━━━ Data in this exercise ━━━

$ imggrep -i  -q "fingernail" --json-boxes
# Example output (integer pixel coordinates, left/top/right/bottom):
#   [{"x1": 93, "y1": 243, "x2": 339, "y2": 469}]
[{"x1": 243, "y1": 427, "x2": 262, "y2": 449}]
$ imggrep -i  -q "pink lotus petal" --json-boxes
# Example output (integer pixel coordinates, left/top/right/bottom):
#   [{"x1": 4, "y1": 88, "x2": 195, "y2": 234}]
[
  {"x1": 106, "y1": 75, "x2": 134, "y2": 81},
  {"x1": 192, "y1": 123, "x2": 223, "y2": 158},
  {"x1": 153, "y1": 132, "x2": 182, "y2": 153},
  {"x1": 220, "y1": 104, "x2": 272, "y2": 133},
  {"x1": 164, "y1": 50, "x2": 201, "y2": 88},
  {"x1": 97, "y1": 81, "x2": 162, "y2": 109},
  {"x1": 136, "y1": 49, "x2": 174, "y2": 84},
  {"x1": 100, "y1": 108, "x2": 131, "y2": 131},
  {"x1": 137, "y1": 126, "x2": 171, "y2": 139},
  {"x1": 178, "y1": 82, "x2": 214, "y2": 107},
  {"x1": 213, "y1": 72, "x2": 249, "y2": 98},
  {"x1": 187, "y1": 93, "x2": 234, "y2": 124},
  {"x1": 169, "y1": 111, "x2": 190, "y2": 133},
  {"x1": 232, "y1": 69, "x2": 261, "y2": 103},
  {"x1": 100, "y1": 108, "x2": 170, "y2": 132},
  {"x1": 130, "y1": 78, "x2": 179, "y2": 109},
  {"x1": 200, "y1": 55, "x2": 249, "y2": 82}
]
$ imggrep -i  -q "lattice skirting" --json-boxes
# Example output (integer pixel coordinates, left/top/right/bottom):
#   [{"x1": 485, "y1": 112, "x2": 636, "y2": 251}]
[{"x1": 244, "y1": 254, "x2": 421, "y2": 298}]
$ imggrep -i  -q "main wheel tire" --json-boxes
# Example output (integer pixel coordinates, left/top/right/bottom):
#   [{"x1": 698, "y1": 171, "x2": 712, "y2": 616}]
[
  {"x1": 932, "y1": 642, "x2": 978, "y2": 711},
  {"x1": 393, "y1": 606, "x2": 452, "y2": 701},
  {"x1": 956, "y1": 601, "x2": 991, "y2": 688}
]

━━━

> [Request]:
Gather every line of the records above that contains the word "imggrep", matching case exactly.

> [Exercise solution]:
$ imggrep -i  -q "fingernail" --json-boxes
$ imggrep -i  -q "pink lotus petal" --json-boxes
$ imggrep -i  -q "lattice skirting" --json-boxes
$ imggrep -i  -q "main wheel tire" --json-boxes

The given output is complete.